### WHAT TO PRODUCE
Which lines in the items below contain the word "brown"? Pick out each of those lines in full, treating uppercase and lowercase letters as distinct.

>> START EXTRACTED INFORMATION

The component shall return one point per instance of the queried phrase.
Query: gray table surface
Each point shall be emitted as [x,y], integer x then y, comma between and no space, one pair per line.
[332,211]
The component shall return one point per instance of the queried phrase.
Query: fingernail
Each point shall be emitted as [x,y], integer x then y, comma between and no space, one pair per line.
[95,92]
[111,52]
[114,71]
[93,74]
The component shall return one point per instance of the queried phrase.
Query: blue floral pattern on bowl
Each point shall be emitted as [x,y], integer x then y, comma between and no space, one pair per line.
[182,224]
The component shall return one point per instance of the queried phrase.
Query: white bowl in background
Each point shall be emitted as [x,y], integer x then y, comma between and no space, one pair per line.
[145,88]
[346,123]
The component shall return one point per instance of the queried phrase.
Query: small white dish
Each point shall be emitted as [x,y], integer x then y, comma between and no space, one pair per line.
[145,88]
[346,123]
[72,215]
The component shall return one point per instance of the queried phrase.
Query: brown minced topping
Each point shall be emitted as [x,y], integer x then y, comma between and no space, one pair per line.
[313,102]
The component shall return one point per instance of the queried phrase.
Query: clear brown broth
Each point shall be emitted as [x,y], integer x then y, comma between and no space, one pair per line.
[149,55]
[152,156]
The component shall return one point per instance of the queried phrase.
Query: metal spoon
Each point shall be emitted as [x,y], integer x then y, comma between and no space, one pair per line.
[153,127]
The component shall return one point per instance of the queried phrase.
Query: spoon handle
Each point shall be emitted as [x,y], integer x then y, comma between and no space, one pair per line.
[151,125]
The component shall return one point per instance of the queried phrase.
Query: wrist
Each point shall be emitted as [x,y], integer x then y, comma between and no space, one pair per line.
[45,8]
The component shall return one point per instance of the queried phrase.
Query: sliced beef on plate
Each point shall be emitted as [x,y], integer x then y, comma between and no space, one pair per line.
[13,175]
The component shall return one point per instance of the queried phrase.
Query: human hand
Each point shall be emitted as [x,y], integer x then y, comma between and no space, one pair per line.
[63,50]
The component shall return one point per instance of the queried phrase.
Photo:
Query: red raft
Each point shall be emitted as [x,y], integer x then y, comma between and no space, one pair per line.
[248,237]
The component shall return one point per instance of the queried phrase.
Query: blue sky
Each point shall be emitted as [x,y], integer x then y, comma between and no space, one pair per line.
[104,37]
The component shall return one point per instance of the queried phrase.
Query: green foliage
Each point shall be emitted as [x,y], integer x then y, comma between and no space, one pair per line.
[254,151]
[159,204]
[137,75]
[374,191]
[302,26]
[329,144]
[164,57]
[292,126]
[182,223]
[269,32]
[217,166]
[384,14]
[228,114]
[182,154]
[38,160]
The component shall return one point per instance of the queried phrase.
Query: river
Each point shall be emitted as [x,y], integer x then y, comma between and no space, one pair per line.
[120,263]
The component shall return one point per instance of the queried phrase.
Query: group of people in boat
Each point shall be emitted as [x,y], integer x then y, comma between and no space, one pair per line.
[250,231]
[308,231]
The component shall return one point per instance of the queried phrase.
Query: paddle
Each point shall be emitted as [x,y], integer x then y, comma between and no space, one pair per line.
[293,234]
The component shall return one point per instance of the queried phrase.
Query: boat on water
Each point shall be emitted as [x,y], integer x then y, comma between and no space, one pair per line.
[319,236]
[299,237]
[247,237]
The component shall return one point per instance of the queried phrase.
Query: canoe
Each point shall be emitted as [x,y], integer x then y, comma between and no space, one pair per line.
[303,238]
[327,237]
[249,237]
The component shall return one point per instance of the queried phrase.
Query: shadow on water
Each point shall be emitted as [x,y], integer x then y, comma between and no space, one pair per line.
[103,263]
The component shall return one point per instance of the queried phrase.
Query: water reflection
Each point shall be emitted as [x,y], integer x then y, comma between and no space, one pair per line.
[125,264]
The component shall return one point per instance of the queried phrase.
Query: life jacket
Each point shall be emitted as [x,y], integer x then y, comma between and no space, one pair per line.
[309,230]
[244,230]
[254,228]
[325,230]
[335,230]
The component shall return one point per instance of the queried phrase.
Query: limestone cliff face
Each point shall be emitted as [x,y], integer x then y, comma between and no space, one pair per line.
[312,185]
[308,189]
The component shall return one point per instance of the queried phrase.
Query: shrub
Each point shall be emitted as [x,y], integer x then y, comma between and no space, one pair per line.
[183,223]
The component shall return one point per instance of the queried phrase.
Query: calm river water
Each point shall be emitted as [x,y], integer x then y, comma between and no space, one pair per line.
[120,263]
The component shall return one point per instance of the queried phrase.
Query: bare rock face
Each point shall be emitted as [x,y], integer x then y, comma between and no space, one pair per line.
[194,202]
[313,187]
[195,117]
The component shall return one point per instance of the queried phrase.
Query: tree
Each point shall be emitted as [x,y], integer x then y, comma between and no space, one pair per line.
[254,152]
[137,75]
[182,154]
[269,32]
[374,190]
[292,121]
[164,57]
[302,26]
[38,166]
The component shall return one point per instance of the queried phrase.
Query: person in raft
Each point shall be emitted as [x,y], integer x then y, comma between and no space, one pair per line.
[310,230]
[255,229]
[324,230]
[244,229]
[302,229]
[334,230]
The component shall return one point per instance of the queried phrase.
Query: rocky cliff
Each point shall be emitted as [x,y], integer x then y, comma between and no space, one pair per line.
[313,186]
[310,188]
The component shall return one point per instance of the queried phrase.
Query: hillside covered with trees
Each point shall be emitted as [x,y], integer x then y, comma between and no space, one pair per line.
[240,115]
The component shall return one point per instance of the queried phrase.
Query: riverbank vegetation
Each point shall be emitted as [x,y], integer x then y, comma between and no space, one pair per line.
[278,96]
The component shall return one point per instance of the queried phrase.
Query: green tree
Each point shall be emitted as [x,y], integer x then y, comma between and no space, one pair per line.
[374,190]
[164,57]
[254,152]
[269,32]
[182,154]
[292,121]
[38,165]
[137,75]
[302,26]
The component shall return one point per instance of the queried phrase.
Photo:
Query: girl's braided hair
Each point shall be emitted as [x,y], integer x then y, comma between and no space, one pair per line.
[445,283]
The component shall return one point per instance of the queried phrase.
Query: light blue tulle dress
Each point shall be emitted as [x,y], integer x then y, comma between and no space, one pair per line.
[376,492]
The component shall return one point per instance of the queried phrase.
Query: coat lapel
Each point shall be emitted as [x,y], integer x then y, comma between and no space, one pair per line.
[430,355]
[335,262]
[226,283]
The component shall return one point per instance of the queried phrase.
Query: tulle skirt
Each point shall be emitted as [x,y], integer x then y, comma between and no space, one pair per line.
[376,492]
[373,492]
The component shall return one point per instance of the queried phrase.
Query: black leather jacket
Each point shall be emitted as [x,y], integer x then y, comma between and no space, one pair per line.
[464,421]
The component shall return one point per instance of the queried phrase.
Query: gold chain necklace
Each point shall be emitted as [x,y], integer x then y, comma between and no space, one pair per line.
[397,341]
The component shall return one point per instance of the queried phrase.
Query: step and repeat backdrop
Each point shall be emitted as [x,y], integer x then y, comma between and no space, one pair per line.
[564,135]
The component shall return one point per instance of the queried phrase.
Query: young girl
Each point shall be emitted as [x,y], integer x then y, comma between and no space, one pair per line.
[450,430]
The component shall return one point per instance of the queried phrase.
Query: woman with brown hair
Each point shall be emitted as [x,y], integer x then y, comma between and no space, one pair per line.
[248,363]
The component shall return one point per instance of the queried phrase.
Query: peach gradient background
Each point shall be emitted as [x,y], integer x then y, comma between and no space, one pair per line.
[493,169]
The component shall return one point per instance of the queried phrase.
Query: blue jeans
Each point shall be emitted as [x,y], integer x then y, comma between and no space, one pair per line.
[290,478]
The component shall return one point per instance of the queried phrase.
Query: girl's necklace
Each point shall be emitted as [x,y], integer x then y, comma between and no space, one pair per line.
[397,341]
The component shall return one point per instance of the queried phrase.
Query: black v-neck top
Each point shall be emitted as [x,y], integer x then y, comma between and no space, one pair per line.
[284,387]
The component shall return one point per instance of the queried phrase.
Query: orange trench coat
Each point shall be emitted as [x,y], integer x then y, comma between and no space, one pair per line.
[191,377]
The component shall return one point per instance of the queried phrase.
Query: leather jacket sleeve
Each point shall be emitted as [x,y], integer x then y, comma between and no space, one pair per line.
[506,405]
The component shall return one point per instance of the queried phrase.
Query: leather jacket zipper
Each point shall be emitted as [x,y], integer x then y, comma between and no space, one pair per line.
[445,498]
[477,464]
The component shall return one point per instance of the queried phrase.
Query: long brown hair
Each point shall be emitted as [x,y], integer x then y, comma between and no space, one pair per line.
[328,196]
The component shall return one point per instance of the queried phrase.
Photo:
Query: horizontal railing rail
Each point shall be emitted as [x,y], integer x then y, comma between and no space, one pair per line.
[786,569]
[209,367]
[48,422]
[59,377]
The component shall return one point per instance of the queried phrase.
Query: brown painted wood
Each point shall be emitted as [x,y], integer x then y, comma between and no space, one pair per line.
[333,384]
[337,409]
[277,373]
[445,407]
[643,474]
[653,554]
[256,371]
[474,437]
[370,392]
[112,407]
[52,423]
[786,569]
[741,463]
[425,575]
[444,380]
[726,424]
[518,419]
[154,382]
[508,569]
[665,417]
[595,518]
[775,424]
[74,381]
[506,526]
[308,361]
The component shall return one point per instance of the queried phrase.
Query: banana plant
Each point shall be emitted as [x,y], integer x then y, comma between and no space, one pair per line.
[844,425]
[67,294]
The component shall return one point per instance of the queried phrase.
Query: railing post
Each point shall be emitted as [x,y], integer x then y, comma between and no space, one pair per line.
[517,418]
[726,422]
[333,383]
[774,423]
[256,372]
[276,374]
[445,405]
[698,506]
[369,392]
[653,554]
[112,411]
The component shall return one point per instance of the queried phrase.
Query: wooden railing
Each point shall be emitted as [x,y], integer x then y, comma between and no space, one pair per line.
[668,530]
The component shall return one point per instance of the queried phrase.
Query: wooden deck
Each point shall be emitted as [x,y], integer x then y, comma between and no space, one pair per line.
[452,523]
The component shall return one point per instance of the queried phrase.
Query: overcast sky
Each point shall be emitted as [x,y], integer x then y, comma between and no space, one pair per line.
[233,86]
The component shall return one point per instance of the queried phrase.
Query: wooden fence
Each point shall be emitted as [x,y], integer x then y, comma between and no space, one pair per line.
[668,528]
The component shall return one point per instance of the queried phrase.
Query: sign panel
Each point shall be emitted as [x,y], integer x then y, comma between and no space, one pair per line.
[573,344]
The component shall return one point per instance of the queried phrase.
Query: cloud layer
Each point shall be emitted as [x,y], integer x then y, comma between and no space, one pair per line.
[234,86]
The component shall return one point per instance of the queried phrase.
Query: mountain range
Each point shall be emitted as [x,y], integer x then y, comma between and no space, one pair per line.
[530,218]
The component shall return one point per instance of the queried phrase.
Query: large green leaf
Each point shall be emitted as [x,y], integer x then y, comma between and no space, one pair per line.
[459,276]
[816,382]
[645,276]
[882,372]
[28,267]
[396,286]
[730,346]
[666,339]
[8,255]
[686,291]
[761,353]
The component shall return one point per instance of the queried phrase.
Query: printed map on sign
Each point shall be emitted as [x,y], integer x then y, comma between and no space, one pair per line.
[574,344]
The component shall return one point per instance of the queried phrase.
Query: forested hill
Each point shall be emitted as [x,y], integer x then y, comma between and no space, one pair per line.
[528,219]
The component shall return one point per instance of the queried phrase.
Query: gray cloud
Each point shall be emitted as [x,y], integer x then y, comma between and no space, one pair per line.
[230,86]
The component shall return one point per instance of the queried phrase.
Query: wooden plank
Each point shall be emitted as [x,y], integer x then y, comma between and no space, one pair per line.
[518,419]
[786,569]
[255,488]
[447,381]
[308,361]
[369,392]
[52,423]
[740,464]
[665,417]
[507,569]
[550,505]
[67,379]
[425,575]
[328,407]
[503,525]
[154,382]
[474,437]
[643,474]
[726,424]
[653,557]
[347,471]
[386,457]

>> END EXTRACTED INFORMATION

### SOLUTION BELOW
Query: brown minced topping
Query: clear brown broth
Query: woman with brown hair
Query: long brown hair
Query: brown painted wood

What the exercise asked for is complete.